Exercice écrit 1
Recopiez à l'identique les lignes de données qui vont de celle contenant « In this exercise you will pick out the green » jusqu'à la dernière de ces lignes, les deux bornes incluses.

Passage cité
▬▬▬▬▬▬
D’autres questions encore :

. Dans l’équipe S.D.V., prenons-nous le temps d’exprimer ensemble ce qui fait le fond de nos vocations respectives ? A quelles conversions cela nous a-t-il invités ? Quelles répercussions cela a pu avoir sur notre pastorale ? Peut-être plus d’ouverture ?

2) La présence de la vie consacrée dans un S.D.V. est une chance pour la vie consacrée.

- pour la religieuse, ou laïque consacrée,

- pour sa congrégation ou son institut.
. Pour elle-même.

En travaillant à l’éveil et à l’accompagnement de vocations autres que la sienne, la religieuse est renvoyée à l’originalité de sa propre vocation. En participant à un travail commun avec des prêtres et des laïcs, elle reconnaît et approfondit ses propres racines (cf. Marie-Reine).
▬▬▬▬▬▬
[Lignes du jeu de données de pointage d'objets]
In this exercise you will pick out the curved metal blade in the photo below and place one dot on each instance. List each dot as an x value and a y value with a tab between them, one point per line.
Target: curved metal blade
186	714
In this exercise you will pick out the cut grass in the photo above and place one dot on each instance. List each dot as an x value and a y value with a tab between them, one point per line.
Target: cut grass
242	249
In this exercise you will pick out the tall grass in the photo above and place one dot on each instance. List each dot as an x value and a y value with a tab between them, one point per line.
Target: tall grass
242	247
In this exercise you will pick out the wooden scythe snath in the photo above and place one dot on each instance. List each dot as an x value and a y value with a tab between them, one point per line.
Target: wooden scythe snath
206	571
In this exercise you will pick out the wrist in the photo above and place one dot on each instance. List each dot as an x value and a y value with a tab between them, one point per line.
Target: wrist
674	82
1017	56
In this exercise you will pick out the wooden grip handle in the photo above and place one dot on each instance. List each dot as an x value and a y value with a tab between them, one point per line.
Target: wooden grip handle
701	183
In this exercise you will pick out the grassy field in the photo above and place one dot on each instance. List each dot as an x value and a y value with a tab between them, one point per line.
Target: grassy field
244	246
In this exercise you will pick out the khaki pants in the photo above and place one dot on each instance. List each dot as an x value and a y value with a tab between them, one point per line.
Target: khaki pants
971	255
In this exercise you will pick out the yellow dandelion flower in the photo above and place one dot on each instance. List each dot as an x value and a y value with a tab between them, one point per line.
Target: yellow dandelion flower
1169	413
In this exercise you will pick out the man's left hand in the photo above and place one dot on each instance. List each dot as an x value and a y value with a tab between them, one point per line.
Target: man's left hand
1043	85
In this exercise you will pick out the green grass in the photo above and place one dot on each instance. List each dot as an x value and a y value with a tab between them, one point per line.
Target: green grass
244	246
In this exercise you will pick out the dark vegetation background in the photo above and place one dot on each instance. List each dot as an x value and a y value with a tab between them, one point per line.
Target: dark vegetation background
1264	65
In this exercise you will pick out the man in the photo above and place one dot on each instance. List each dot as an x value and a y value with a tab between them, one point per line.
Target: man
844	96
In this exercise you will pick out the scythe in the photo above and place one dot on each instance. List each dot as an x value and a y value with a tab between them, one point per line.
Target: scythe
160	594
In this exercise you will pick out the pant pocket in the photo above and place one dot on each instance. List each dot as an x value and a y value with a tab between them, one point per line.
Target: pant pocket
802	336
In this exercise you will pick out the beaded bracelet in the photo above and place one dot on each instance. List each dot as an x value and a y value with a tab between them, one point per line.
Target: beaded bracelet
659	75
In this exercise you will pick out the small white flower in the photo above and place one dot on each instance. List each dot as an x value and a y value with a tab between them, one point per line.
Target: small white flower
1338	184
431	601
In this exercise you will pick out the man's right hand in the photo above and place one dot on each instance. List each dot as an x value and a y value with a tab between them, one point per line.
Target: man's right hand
▬▬▬▬▬▬
Exercice écrit 2
Résumez le passage cité en trois phrases.

Réponse correcte 1
In this exercise you will pick out the green grass in the photo above and place one dot on each instance. List each dot as an x value and a y value with a tab between them, one point per line.
Target: green grass
244	246
In this exercise you will pick out the dark vegetation background in the photo above and place one dot on each instance. List each dot as an x value and a y value with a tab between them, one point per line.
Target: dark vegetation background
1264	65
In this exercise you will pick out the man in the photo above and place one dot on each instance. List each dot as an x value and a y value with a tab between them, one point per line.
Target: man
844	96
In this exercise you will pick out the scythe in the photo above and place one dot on each instance. List each dot as an x value and a y value with a tab between them, one point per line.
Target: scythe
160	594
In this exercise you will pick out the pant pocket in the photo above and place one dot on each instance. List each dot as an x value and a y value with a tab between them, one point per line.
Target: pant pocket
802	336
In this exercise you will pick out the beaded bracelet in the photo above and place one dot on each instance. List each dot as an x value and a y value with a tab between them, one point per line.
Target: beaded bracelet
659	75
In this exercise you will pick out the small white flower in the photo above and place one dot on each instance. List each dot as an x value and a y value with a tab between them, one point per line.
Target: small white flower
1338	184
431	601
In this exercise you will pick out the man's right hand in the photo above and place one dot on each instance. List each dot as an x value and a y value with a tab between them, one point per line.
Target: man's right hand

Réponse correcte 2
Le passage demande si l'équipe S.D.V. prend le temps d'exprimer ensemble ce qui fait le fond de ses vocations respectives, à quelles conversions cela l'a invitée et quelles répercussions cela a eues sur sa pastorale. Il affirme que la présence de la vie consacrée dans un S.D.V. est une chance pour la religieuse ou la laïque consacrée, ainsi que pour sa congrégation ou son institut. En travaillant à l'éveil et à l'accompagnement d'autres vocations, la religieuse est renvoyée à l'originalité de la sienne, et en travaillant avec des prêtres et des laïcs, elle reconnaît et approfondit ses propres racines.